§ **THE PROBLEM**: Collect every line of the items below that contains the word "dark", and copy each of those lines unchanged.

┄┄┄┄┄┄┄┄┄┄┄┄┄┄┄┄┄┄┄┄

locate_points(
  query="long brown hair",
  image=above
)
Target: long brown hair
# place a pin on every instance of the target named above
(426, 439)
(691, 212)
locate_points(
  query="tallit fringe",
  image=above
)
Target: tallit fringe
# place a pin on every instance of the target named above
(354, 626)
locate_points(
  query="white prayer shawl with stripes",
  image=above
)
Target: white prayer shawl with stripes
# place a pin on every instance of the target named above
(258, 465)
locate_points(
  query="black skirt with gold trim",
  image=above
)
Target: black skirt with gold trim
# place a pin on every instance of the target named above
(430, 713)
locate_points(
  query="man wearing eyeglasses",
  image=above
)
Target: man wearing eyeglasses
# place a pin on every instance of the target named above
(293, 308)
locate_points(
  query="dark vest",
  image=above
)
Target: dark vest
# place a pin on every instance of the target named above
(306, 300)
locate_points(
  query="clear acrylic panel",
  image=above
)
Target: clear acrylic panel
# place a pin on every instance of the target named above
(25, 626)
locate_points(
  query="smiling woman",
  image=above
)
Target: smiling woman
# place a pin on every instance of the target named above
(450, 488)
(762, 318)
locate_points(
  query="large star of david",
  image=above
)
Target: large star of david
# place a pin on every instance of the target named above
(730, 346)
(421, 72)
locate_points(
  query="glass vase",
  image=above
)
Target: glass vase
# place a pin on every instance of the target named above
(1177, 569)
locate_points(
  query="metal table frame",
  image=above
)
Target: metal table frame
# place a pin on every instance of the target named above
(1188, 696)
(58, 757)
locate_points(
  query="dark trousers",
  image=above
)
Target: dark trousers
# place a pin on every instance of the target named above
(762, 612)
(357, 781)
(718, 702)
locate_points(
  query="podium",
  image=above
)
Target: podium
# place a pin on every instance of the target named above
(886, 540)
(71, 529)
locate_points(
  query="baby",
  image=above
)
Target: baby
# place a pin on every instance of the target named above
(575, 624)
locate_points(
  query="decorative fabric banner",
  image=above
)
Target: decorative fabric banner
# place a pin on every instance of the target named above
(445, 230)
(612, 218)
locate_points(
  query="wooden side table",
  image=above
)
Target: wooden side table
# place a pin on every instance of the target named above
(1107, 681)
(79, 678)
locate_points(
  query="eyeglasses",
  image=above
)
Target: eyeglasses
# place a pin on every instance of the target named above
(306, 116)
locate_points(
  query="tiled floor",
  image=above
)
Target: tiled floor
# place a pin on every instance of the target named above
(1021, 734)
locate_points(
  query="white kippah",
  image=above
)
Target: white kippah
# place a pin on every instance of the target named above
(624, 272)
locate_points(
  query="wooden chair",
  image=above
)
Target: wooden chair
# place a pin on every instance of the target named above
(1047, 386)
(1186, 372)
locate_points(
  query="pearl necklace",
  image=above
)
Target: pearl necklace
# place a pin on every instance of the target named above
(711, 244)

┄┄┄┄┄┄┄┄┄┄┄┄┄┄┄┄┄┄┄┄

§ **RIGHT ANSWER**:
  query="dark vest",
Target: dark vest
  query="dark trousers",
Target: dark trousers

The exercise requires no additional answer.